Task objective: Find every line in the entries below that contains the word "windshield" and copy each of those lines in full.

Data supplied:
-----

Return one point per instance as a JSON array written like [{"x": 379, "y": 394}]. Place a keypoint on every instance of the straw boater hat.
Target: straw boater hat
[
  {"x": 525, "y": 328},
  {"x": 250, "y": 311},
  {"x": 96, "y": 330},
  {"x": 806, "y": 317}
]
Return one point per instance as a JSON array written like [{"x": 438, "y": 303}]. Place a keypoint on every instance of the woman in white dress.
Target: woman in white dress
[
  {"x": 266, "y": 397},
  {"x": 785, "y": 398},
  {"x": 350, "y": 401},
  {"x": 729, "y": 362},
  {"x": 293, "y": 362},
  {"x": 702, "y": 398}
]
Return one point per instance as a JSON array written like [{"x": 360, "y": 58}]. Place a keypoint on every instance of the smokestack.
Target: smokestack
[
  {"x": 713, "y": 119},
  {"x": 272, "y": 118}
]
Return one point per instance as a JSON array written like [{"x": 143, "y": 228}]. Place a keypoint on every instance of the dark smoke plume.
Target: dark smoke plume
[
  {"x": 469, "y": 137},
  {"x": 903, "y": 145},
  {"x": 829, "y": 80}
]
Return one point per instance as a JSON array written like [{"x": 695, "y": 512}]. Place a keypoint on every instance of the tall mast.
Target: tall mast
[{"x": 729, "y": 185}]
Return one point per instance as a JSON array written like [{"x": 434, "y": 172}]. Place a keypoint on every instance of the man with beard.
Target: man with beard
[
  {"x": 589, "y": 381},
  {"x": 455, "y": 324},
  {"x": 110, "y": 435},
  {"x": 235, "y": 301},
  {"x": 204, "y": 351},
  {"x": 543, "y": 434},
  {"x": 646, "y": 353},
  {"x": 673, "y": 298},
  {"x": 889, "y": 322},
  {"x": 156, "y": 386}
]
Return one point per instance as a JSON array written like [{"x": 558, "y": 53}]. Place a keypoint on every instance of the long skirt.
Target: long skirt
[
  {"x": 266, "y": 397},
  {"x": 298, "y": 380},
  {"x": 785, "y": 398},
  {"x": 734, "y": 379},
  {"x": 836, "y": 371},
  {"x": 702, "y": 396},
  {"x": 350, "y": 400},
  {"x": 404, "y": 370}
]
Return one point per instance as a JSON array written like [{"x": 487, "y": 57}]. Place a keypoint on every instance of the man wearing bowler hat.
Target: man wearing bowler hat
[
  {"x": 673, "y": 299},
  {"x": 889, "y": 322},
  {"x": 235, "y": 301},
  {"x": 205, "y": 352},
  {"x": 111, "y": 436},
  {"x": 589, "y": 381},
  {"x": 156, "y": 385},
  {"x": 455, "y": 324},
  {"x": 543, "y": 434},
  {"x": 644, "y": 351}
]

-----

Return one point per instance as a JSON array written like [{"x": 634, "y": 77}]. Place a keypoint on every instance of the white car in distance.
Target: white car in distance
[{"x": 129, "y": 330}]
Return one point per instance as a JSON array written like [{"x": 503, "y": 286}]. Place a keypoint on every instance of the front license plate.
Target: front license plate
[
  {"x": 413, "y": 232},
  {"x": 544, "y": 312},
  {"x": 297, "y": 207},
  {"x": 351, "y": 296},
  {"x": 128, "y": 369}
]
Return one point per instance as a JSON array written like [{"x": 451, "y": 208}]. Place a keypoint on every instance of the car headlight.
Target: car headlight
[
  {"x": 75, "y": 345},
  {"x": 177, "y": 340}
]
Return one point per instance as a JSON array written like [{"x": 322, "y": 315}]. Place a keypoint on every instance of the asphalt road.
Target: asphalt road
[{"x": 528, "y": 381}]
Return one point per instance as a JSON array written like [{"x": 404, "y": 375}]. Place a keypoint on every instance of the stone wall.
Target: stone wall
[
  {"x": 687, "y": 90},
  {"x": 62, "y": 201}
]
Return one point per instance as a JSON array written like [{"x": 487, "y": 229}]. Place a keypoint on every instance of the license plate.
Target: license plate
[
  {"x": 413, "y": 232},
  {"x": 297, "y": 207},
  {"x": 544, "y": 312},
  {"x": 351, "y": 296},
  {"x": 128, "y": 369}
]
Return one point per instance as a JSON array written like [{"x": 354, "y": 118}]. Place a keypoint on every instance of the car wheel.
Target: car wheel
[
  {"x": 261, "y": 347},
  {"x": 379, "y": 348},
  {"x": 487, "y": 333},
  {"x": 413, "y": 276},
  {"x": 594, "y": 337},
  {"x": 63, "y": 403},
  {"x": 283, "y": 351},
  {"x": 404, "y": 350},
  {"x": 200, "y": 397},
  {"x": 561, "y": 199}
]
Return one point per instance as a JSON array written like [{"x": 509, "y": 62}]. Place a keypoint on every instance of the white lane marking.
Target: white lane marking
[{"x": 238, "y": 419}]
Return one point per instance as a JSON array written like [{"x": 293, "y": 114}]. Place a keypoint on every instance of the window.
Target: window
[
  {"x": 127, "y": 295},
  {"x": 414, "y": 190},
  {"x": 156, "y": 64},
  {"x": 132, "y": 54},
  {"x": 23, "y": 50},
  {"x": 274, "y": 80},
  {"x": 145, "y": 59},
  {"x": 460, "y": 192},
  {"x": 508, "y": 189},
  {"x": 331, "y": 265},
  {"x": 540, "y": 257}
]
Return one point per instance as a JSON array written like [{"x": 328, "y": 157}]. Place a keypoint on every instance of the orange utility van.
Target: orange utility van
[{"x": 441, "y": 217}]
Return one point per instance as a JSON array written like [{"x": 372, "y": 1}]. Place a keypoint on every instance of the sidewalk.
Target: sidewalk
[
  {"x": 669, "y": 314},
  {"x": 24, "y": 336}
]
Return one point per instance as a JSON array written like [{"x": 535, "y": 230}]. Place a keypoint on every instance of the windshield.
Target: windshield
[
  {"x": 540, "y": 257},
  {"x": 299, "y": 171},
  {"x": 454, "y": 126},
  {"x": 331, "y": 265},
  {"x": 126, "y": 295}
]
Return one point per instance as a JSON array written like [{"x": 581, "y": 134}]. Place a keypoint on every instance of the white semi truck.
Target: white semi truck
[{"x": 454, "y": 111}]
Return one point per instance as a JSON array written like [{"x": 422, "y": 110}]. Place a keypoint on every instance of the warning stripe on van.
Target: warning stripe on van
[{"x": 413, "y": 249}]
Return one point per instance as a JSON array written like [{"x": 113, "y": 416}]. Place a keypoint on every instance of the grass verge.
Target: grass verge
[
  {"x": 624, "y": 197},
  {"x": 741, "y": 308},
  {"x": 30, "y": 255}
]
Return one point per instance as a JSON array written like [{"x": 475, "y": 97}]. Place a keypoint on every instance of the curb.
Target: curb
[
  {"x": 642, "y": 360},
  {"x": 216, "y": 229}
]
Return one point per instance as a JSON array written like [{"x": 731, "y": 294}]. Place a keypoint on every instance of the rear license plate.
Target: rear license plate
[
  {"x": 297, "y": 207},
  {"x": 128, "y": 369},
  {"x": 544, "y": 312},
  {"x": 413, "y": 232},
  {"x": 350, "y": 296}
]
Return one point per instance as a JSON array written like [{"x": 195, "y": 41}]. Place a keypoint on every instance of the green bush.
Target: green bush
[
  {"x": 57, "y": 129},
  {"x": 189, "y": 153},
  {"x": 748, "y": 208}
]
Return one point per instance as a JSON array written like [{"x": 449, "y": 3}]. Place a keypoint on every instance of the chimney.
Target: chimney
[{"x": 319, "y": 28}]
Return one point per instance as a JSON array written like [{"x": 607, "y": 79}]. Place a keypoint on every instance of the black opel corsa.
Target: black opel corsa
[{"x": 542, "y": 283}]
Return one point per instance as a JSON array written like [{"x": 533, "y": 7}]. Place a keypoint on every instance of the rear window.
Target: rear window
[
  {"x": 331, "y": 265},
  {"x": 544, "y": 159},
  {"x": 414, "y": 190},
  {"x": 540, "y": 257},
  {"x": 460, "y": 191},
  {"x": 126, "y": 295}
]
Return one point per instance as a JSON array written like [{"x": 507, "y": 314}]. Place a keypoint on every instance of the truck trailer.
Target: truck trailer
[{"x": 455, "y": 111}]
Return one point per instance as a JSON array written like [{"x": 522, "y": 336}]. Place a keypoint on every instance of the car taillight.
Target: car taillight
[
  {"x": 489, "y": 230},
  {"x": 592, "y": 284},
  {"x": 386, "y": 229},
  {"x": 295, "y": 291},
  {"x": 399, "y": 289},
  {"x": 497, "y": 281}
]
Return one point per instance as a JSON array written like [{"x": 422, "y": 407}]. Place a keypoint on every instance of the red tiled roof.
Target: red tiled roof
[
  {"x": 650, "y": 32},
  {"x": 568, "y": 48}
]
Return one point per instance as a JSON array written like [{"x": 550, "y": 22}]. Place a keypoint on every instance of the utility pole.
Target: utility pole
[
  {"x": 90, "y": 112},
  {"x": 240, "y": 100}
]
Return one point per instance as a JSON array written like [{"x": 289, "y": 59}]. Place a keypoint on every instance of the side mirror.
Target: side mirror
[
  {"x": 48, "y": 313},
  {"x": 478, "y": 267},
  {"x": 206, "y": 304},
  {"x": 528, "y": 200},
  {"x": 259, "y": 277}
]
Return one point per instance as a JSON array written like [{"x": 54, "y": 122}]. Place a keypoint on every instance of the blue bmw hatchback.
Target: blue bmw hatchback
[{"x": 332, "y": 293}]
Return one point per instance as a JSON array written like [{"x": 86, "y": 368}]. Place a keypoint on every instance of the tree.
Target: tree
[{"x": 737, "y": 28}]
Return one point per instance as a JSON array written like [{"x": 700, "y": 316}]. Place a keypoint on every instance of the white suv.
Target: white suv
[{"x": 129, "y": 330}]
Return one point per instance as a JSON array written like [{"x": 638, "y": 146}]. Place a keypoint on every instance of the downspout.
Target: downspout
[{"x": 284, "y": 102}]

-----

Task result:
Return one point per instance as a JSON array written like [{"x": 535, "y": 230}]. Place a keypoint on every instance of the windshield.
Target: windshield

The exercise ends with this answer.